Count the lines in the items below that contain the word "bare". Reply with only that number.

__________

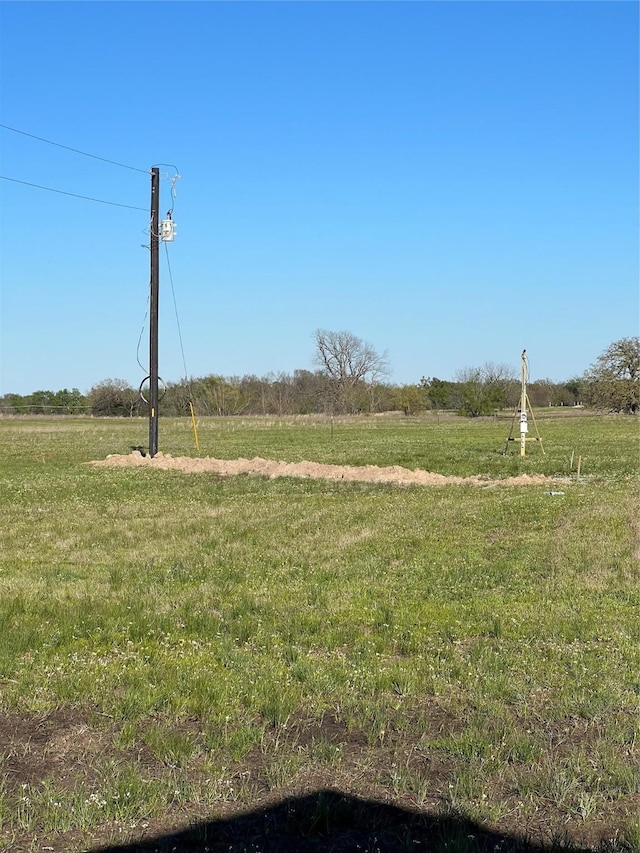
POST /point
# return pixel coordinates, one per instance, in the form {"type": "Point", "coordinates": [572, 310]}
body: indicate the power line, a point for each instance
{"type": "Point", "coordinates": [74, 195]}
{"type": "Point", "coordinates": [75, 150]}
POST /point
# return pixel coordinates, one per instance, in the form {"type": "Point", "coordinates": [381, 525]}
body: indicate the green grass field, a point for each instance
{"type": "Point", "coordinates": [178, 646]}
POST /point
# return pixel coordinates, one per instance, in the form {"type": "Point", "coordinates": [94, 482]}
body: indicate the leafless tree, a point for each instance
{"type": "Point", "coordinates": [351, 366]}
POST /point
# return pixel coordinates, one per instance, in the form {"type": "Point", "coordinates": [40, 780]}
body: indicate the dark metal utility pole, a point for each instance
{"type": "Point", "coordinates": [153, 311]}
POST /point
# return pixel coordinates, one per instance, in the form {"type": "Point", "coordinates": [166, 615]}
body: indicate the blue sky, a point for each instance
{"type": "Point", "coordinates": [450, 181]}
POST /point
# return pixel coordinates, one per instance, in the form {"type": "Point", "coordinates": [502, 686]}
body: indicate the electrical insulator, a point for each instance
{"type": "Point", "coordinates": [167, 230]}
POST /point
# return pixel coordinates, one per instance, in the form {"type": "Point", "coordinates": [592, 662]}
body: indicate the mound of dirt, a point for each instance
{"type": "Point", "coordinates": [315, 470]}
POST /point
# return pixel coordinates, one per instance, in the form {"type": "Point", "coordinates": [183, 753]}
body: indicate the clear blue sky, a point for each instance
{"type": "Point", "coordinates": [450, 181]}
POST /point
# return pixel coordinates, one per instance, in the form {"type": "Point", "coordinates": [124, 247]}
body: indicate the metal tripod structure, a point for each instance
{"type": "Point", "coordinates": [524, 410]}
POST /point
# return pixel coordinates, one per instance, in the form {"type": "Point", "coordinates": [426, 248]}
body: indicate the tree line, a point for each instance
{"type": "Point", "coordinates": [350, 378]}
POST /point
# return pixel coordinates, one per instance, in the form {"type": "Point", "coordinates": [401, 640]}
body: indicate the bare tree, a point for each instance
{"type": "Point", "coordinates": [351, 366]}
{"type": "Point", "coordinates": [613, 382]}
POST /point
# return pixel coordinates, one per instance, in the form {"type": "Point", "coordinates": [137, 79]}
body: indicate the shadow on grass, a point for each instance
{"type": "Point", "coordinates": [331, 821]}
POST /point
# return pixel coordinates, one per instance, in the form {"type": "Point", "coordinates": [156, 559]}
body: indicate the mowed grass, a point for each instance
{"type": "Point", "coordinates": [178, 645]}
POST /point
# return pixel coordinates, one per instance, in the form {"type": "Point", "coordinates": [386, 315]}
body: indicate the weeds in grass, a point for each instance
{"type": "Point", "coordinates": [203, 617]}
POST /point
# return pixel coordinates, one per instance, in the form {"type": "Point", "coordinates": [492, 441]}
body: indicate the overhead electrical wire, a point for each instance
{"type": "Point", "coordinates": [75, 150]}
{"type": "Point", "coordinates": [75, 195]}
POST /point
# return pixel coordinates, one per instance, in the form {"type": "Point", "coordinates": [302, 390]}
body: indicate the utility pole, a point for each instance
{"type": "Point", "coordinates": [522, 409]}
{"type": "Point", "coordinates": [153, 311]}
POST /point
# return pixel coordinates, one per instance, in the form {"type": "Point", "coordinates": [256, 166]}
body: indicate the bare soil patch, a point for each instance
{"type": "Point", "coordinates": [310, 470]}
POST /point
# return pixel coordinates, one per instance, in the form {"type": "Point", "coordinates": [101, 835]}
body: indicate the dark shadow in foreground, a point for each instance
{"type": "Point", "coordinates": [331, 821]}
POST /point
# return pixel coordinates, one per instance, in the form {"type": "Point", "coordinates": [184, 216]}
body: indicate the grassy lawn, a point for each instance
{"type": "Point", "coordinates": [177, 647]}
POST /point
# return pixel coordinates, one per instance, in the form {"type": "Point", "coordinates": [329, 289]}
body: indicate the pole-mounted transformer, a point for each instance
{"type": "Point", "coordinates": [164, 231]}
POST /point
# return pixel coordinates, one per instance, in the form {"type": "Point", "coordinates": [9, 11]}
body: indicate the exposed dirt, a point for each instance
{"type": "Point", "coordinates": [314, 470]}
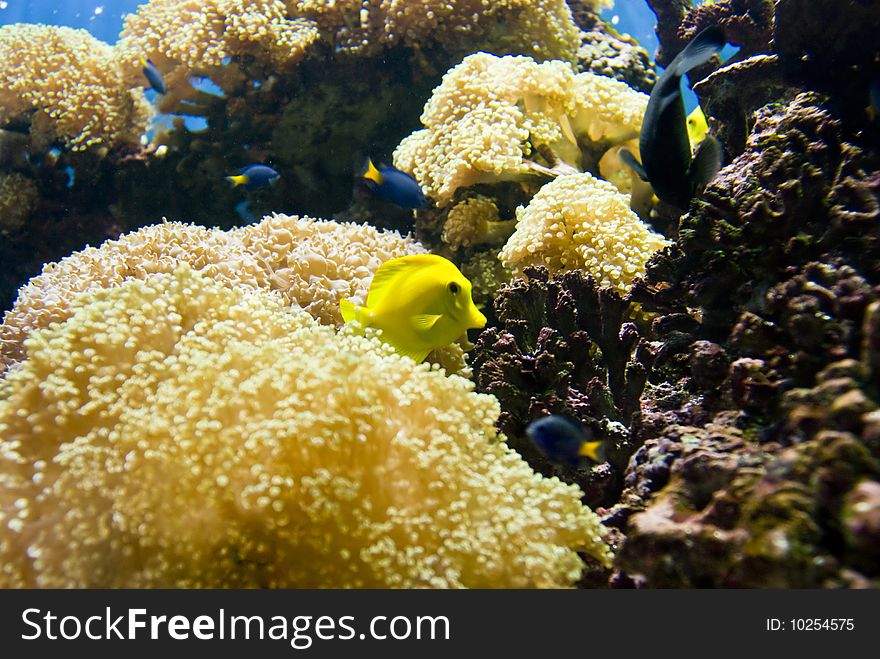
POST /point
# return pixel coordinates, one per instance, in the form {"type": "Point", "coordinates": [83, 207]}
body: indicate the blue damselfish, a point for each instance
{"type": "Point", "coordinates": [394, 185]}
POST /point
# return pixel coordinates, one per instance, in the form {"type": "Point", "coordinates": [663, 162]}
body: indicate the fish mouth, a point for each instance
{"type": "Point", "coordinates": [477, 320]}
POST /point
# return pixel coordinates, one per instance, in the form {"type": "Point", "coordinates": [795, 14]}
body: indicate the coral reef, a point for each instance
{"type": "Point", "coordinates": [508, 118]}
{"type": "Point", "coordinates": [580, 222]}
{"type": "Point", "coordinates": [541, 28]}
{"type": "Point", "coordinates": [475, 221]}
{"type": "Point", "coordinates": [311, 263]}
{"type": "Point", "coordinates": [314, 459]}
{"type": "Point", "coordinates": [564, 345]}
{"type": "Point", "coordinates": [19, 196]}
{"type": "Point", "coordinates": [800, 189]}
{"type": "Point", "coordinates": [68, 86]}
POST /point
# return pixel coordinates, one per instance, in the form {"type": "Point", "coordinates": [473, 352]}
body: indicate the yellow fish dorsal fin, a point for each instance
{"type": "Point", "coordinates": [346, 308]}
{"type": "Point", "coordinates": [390, 273]}
{"type": "Point", "coordinates": [373, 174]}
{"type": "Point", "coordinates": [590, 450]}
{"type": "Point", "coordinates": [424, 322]}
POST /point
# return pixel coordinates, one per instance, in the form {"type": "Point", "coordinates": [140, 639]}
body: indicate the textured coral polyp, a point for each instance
{"type": "Point", "coordinates": [312, 263]}
{"type": "Point", "coordinates": [491, 116]}
{"type": "Point", "coordinates": [174, 432]}
{"type": "Point", "coordinates": [75, 85]}
{"type": "Point", "coordinates": [580, 222]}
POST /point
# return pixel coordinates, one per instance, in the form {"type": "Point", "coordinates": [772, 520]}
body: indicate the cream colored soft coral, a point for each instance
{"type": "Point", "coordinates": [177, 433]}
{"type": "Point", "coordinates": [314, 263]}
{"type": "Point", "coordinates": [492, 117]}
{"type": "Point", "coordinates": [181, 36]}
{"type": "Point", "coordinates": [318, 263]}
{"type": "Point", "coordinates": [542, 28]}
{"type": "Point", "coordinates": [74, 84]}
{"type": "Point", "coordinates": [475, 221]}
{"type": "Point", "coordinates": [580, 222]}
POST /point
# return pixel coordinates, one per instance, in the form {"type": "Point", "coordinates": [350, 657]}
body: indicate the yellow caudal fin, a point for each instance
{"type": "Point", "coordinates": [372, 174]}
{"type": "Point", "coordinates": [590, 450]}
{"type": "Point", "coordinates": [348, 310]}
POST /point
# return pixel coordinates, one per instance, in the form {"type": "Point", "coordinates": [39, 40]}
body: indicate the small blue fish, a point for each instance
{"type": "Point", "coordinates": [151, 73]}
{"type": "Point", "coordinates": [667, 162]}
{"type": "Point", "coordinates": [565, 440]}
{"type": "Point", "coordinates": [394, 185]}
{"type": "Point", "coordinates": [253, 177]}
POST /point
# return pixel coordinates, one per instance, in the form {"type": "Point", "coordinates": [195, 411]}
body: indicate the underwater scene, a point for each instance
{"type": "Point", "coordinates": [440, 294]}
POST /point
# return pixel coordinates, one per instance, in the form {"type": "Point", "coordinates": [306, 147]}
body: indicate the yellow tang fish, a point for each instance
{"type": "Point", "coordinates": [420, 302]}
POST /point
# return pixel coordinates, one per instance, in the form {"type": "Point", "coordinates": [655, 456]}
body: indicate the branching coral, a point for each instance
{"type": "Point", "coordinates": [563, 345]}
{"type": "Point", "coordinates": [74, 85]}
{"type": "Point", "coordinates": [19, 196]}
{"type": "Point", "coordinates": [542, 28]}
{"type": "Point", "coordinates": [177, 433]}
{"type": "Point", "coordinates": [800, 189]}
{"type": "Point", "coordinates": [475, 221]}
{"type": "Point", "coordinates": [317, 263]}
{"type": "Point", "coordinates": [314, 263]}
{"type": "Point", "coordinates": [578, 221]}
{"type": "Point", "coordinates": [604, 52]}
{"type": "Point", "coordinates": [492, 117]}
{"type": "Point", "coordinates": [200, 36]}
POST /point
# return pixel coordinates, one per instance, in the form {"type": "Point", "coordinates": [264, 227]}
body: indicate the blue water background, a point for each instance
{"type": "Point", "coordinates": [104, 19]}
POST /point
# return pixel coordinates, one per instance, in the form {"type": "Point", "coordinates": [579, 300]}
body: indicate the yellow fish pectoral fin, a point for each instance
{"type": "Point", "coordinates": [418, 356]}
{"type": "Point", "coordinates": [424, 322]}
{"type": "Point", "coordinates": [590, 450]}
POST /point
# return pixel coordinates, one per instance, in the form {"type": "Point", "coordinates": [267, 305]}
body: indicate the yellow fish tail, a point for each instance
{"type": "Point", "coordinates": [590, 450]}
{"type": "Point", "coordinates": [372, 173]}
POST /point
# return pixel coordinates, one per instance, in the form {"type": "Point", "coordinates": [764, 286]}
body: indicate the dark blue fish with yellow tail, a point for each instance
{"type": "Point", "coordinates": [151, 73]}
{"type": "Point", "coordinates": [663, 143]}
{"type": "Point", "coordinates": [393, 185]}
{"type": "Point", "coordinates": [874, 100]}
{"type": "Point", "coordinates": [566, 441]}
{"type": "Point", "coordinates": [254, 177]}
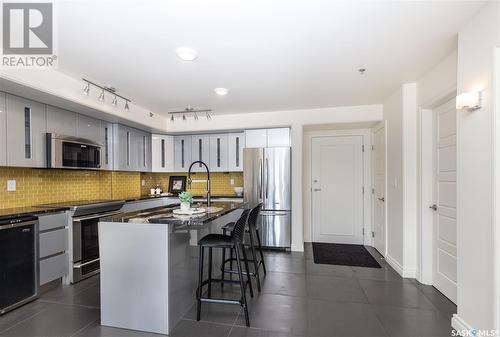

__________

**Answer to the problem:** 2